Source records:
[START]

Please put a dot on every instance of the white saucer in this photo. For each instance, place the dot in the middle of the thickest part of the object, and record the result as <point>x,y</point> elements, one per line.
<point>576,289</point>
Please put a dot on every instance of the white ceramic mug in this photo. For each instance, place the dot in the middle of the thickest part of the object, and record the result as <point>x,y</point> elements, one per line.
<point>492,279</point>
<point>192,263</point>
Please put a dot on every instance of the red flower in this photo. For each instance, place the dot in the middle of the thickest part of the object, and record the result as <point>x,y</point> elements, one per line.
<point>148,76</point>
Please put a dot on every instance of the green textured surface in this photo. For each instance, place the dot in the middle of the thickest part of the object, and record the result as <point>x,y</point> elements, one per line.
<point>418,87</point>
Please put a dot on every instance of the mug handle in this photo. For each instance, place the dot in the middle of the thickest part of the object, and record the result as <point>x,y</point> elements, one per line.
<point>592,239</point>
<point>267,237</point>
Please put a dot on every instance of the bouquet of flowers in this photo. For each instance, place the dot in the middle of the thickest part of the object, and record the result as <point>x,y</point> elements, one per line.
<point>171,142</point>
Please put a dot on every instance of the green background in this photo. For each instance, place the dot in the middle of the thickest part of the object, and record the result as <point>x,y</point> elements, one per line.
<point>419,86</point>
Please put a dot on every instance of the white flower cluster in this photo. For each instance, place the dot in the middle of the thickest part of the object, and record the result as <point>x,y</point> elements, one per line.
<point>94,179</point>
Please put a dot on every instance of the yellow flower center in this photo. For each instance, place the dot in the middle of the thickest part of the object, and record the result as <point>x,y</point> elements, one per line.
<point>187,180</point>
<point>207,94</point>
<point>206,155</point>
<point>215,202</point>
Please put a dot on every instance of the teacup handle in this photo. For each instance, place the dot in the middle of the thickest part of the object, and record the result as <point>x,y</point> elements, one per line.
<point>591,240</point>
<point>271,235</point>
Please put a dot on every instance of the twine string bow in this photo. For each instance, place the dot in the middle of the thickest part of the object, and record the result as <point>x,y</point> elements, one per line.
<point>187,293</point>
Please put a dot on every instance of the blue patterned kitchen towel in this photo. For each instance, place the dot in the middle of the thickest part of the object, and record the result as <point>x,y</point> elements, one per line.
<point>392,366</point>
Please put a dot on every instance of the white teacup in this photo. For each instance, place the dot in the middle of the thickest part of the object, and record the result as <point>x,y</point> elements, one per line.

[END]

What is expected >> Switch each "put a dot on" in the rows above to "place a marker on" and keep everything else the same.

Expected output >>
Please place a marker on every instance of the white saucer in this photo. For each instance, place the dot in the middle of the thickest part of the object, and record the result as <point>x,y</point> elements, one per line.
<point>576,289</point>
Please place a marker on every instance of the white ceramic mug in this photo. For each instance, place the dot in the middle of the thickest part of the object, and record the result as <point>x,y</point> elements, one per line.
<point>492,279</point>
<point>192,263</point>
Please place a marker on every instance of the red flower in this photo. For each instance, place the dot in the middle of the thickest part of the object, and record the result as <point>x,y</point> elements, one per line.
<point>148,76</point>
Please place a marker on every instance of the green textured surface in this photo. For each instance, place the dot in the middle of the thickest part of the object, and record the result as <point>x,y</point> elements, one per line.
<point>418,87</point>
Please place a marker on every instance of the mug handle in this photo. For each instance, place the dot in the middle of the thickest part of the object, and record the result as <point>x,y</point> elements, one per line.
<point>592,239</point>
<point>267,237</point>
Please place a marker on every instance of the bouquet of flowers in this photo. For each instance, place the dot in the middle of the thickest part of the object, and record the result as <point>x,y</point> elements, one per line.
<point>171,142</point>
Please place a marker on every instance of the green background in this photo. For each instance, place the dot in the middle of the thickest part of the object, and record the result as <point>x,y</point> elements, one per line.
<point>419,86</point>
Please place a marker on every instance of the white flower cluster in this photo. For each instance, place the dot in the middle of the thickest part of the object, and record the result as <point>x,y</point> elements, one per line.
<point>94,179</point>
Please place a marker on every instance of the yellow flower center in this photo. For each instance, place the dot in the middle of the thickest part of the object, and record the result as <point>x,y</point> elements, one per line.
<point>187,180</point>
<point>207,94</point>
<point>206,155</point>
<point>215,202</point>
Please place a marker on every instance of the teacup handle in this photo. For each instance, place the dot in the middle of the thickest part of the object, and record the result as <point>x,y</point> elements, one per line.
<point>591,240</point>
<point>271,235</point>
Please place a marker on every instance of the twine string bow in this photo. For each instance, place the dot in the middle of the thickest part of the object, and record the result as <point>x,y</point> elements, one per line.
<point>187,293</point>
Please place a marker on every instance of the blue patterned kitchen towel in this photo. For each instance, place the dot in the middle of the thickest part of the object, and record the result as <point>x,y</point> elements, one per line.
<point>392,366</point>
Please place a marker on every instance of the white teacup in this photo. For each instance, place the dot in the middle of the thickest part of the object, and record the result as <point>x,y</point> elements, one per line.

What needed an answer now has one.